>> begin

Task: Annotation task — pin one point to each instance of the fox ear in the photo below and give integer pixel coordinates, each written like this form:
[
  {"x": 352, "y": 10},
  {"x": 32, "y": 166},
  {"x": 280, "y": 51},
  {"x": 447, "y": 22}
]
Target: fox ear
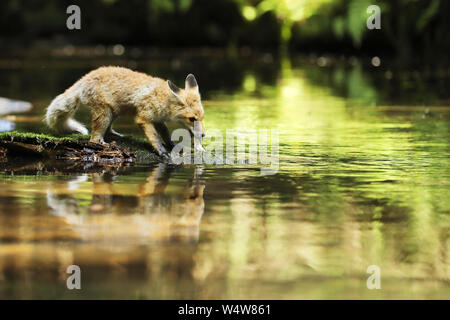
[
  {"x": 174, "y": 89},
  {"x": 191, "y": 82}
]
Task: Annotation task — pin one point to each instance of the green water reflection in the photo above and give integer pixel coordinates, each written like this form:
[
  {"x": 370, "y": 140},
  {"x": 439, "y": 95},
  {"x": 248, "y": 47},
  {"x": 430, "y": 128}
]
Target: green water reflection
[{"x": 361, "y": 181}]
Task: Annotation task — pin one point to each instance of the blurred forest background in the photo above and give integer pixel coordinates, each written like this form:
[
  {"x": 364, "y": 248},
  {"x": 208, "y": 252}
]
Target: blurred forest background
[{"x": 411, "y": 29}]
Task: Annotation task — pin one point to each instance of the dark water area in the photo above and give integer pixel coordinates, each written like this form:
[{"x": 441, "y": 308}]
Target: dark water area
[{"x": 363, "y": 179}]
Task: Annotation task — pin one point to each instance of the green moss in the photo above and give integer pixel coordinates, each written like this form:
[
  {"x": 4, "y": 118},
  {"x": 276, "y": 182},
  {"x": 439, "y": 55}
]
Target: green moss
[{"x": 139, "y": 146}]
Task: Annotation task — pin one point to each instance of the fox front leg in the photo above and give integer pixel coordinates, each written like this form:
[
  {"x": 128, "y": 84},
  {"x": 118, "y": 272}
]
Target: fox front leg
[
  {"x": 152, "y": 136},
  {"x": 164, "y": 133}
]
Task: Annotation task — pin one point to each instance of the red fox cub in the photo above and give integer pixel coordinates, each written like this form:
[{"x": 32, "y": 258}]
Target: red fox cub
[{"x": 111, "y": 91}]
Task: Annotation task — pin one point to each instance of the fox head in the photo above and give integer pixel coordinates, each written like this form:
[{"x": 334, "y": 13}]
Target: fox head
[{"x": 187, "y": 107}]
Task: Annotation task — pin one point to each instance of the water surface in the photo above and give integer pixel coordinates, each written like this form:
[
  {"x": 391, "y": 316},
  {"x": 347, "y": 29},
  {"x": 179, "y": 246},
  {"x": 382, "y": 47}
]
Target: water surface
[{"x": 364, "y": 179}]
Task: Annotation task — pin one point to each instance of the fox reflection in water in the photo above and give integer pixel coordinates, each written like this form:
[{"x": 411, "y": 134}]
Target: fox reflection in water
[{"x": 151, "y": 214}]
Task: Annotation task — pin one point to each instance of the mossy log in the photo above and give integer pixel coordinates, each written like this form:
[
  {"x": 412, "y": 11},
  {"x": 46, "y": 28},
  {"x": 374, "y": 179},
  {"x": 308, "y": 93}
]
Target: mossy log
[{"x": 74, "y": 148}]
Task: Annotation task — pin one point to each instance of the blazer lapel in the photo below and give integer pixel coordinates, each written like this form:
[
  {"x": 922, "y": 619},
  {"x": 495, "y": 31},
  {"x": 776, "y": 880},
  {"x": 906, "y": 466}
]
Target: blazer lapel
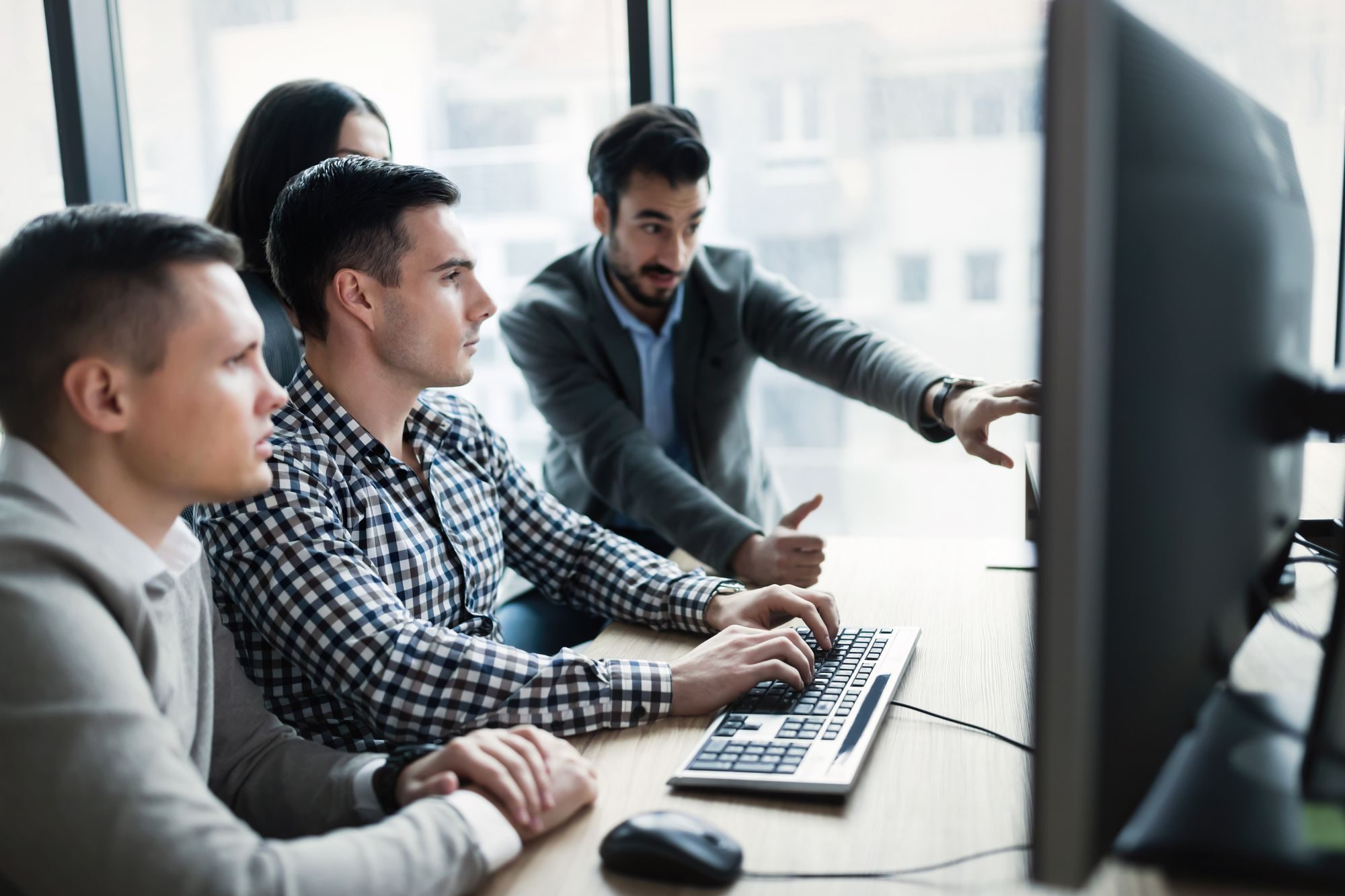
[
  {"x": 687, "y": 356},
  {"x": 613, "y": 337}
]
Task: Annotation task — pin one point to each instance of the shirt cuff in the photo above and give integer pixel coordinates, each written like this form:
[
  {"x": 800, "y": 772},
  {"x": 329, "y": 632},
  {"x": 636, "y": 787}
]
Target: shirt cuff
[
  {"x": 367, "y": 802},
  {"x": 689, "y": 602},
  {"x": 641, "y": 692},
  {"x": 489, "y": 827}
]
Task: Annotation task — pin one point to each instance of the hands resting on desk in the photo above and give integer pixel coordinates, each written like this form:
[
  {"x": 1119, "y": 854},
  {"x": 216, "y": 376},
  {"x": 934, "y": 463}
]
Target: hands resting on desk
[
  {"x": 539, "y": 780},
  {"x": 536, "y": 779},
  {"x": 748, "y": 650}
]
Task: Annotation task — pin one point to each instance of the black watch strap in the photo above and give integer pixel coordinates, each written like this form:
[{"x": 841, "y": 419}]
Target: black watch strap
[
  {"x": 941, "y": 399},
  {"x": 385, "y": 779}
]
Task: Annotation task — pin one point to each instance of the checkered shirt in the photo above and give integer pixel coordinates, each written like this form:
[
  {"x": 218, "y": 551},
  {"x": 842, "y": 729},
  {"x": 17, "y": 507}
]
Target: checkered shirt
[{"x": 361, "y": 602}]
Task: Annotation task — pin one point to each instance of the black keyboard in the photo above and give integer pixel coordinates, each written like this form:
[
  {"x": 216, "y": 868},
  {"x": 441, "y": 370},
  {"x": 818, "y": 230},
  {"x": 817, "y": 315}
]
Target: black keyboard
[
  {"x": 769, "y": 758},
  {"x": 839, "y": 680}
]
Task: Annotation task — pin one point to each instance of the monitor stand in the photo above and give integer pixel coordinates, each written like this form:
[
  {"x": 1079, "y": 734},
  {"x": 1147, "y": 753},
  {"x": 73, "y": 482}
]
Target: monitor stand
[{"x": 1229, "y": 802}]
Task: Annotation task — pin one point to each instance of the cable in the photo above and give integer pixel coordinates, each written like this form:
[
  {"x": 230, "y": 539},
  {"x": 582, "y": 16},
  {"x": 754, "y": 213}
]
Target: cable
[
  {"x": 1316, "y": 548},
  {"x": 958, "y": 721},
  {"x": 900, "y": 872},
  {"x": 1295, "y": 627},
  {"x": 1325, "y": 561},
  {"x": 1269, "y": 604}
]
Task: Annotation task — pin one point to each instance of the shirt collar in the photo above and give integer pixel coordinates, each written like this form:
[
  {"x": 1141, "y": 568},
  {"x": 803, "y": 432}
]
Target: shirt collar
[
  {"x": 26, "y": 466},
  {"x": 311, "y": 399},
  {"x": 625, "y": 315}
]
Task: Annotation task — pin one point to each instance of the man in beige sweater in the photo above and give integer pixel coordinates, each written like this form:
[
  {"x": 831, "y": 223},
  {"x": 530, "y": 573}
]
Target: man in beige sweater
[{"x": 138, "y": 758}]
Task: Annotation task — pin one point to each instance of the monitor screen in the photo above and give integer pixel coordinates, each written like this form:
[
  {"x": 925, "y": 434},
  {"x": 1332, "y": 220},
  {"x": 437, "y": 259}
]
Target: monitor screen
[{"x": 1178, "y": 259}]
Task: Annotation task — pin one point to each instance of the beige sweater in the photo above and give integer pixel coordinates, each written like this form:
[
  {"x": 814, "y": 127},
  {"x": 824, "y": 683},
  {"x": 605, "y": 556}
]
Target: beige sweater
[{"x": 137, "y": 759}]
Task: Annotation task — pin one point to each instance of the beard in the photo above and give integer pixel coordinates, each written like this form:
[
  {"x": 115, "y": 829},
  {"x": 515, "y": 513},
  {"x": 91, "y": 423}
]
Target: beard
[{"x": 629, "y": 279}]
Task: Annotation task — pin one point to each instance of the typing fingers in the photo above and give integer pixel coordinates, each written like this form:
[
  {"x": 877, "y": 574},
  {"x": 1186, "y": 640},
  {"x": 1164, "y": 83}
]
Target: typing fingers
[
  {"x": 827, "y": 607},
  {"x": 786, "y": 649}
]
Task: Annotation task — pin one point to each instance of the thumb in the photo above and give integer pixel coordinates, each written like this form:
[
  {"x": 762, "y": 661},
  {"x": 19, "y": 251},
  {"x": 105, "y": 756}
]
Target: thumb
[{"x": 796, "y": 517}]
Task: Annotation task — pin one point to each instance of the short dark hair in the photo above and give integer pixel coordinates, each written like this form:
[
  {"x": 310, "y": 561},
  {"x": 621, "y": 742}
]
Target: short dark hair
[
  {"x": 652, "y": 138},
  {"x": 294, "y": 127},
  {"x": 345, "y": 213},
  {"x": 85, "y": 280}
]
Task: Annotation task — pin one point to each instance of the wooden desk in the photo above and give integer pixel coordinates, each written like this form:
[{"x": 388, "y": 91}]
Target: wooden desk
[{"x": 930, "y": 790}]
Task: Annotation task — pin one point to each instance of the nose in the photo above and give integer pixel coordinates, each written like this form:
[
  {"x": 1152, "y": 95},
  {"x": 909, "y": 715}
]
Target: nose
[{"x": 685, "y": 248}]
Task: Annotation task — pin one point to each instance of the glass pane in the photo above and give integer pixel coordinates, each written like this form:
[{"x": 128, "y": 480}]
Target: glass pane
[
  {"x": 502, "y": 97},
  {"x": 886, "y": 155},
  {"x": 30, "y": 155},
  {"x": 1288, "y": 56}
]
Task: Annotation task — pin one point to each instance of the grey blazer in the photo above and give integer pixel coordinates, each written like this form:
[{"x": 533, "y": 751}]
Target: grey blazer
[{"x": 583, "y": 373}]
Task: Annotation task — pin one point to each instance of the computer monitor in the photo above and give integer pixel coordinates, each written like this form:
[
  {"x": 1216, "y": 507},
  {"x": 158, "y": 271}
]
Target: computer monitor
[{"x": 1179, "y": 263}]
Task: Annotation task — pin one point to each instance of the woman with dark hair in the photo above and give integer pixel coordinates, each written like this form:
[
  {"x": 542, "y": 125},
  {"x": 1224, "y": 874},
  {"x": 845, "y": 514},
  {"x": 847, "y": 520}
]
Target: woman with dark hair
[{"x": 294, "y": 127}]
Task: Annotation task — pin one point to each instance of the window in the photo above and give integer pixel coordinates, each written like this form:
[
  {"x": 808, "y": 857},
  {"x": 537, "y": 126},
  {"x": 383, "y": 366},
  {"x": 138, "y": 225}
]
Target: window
[
  {"x": 914, "y": 279},
  {"x": 813, "y": 264},
  {"x": 887, "y": 124},
  {"x": 988, "y": 111},
  {"x": 984, "y": 276},
  {"x": 30, "y": 157},
  {"x": 502, "y": 97},
  {"x": 527, "y": 257},
  {"x": 1278, "y": 52}
]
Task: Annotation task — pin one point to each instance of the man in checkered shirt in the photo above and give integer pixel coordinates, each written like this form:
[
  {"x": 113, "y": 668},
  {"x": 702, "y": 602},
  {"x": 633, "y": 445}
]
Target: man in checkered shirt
[{"x": 361, "y": 588}]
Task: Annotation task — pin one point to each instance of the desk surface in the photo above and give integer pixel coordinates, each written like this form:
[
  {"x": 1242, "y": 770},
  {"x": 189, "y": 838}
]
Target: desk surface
[{"x": 930, "y": 790}]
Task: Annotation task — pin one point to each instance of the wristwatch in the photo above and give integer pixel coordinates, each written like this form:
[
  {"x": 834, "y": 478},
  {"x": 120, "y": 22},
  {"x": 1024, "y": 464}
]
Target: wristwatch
[
  {"x": 385, "y": 778},
  {"x": 952, "y": 385},
  {"x": 728, "y": 587}
]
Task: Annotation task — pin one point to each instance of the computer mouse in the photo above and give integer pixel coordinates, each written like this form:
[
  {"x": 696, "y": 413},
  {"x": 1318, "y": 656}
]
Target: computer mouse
[{"x": 673, "y": 848}]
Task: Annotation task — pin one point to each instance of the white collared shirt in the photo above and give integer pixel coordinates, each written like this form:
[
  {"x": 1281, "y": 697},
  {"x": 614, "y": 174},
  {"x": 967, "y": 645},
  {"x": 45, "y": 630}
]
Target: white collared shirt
[{"x": 25, "y": 464}]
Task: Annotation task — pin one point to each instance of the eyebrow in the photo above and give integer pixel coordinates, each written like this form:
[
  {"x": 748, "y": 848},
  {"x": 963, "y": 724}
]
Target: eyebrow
[
  {"x": 457, "y": 263},
  {"x": 660, "y": 216}
]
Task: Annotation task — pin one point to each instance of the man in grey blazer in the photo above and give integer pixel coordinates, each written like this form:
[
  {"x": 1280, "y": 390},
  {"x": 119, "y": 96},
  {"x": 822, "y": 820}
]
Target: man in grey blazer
[
  {"x": 138, "y": 758},
  {"x": 638, "y": 350}
]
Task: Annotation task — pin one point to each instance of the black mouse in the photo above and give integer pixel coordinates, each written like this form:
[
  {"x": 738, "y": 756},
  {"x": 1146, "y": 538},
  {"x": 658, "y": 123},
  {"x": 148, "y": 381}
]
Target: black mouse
[{"x": 673, "y": 848}]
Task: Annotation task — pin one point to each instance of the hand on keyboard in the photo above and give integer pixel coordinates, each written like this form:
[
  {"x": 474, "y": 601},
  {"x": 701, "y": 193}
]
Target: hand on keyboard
[
  {"x": 732, "y": 662},
  {"x": 771, "y": 606}
]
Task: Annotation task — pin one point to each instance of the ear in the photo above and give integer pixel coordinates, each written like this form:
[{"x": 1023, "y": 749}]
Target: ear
[
  {"x": 602, "y": 214},
  {"x": 353, "y": 295},
  {"x": 98, "y": 392}
]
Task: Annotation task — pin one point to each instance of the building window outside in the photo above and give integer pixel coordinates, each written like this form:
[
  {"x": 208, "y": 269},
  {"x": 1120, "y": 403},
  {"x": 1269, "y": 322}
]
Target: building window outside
[
  {"x": 914, "y": 279},
  {"x": 30, "y": 155},
  {"x": 984, "y": 276},
  {"x": 812, "y": 264}
]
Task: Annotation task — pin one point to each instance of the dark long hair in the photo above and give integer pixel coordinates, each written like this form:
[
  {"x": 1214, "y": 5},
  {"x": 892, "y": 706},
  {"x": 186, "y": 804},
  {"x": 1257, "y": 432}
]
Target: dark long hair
[{"x": 293, "y": 128}]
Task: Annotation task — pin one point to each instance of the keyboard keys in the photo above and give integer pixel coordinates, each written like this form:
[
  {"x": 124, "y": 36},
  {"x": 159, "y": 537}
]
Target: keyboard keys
[{"x": 773, "y": 758}]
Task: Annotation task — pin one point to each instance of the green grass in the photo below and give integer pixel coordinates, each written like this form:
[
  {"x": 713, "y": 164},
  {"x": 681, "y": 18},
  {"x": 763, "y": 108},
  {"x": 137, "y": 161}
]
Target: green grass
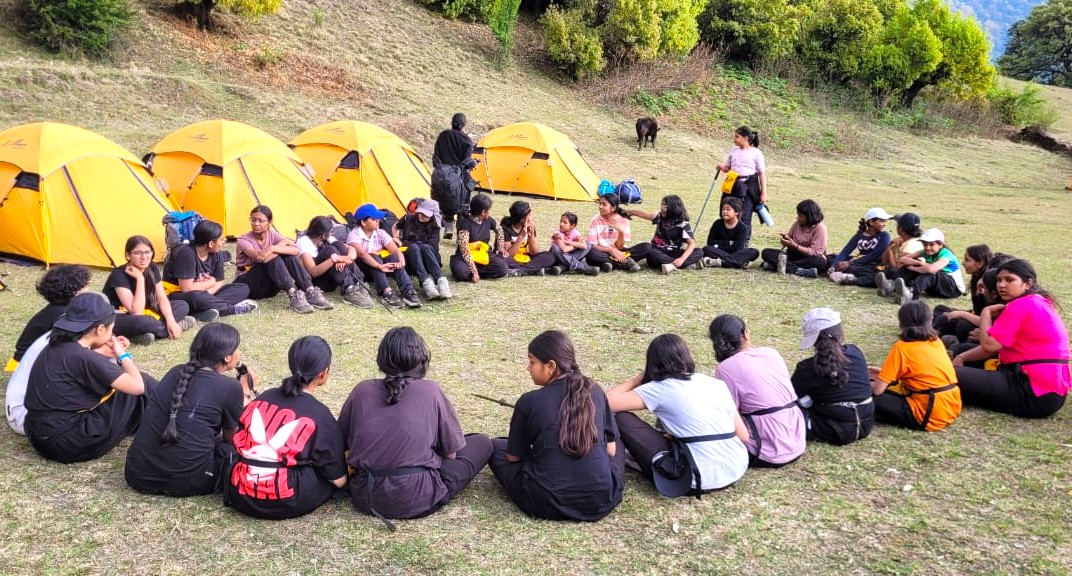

>> end

=== Aim of the task ===
Recast the records as a numbered list, one line per item with blank lines left out, from the line containing "the green grass" through the end of the records, both ends included. Leave the pictures out of the list.

=== Expected answer ===
1. Task: Annotation task — pin one point to each instance of the green grass in the photo below and give integer pixel coordinates, each written like this form:
2. [
3.   {"x": 713, "y": 164},
4.   {"x": 681, "y": 18},
5.   {"x": 763, "y": 108},
6.   {"x": 137, "y": 161}
7. ]
8. Target: green grass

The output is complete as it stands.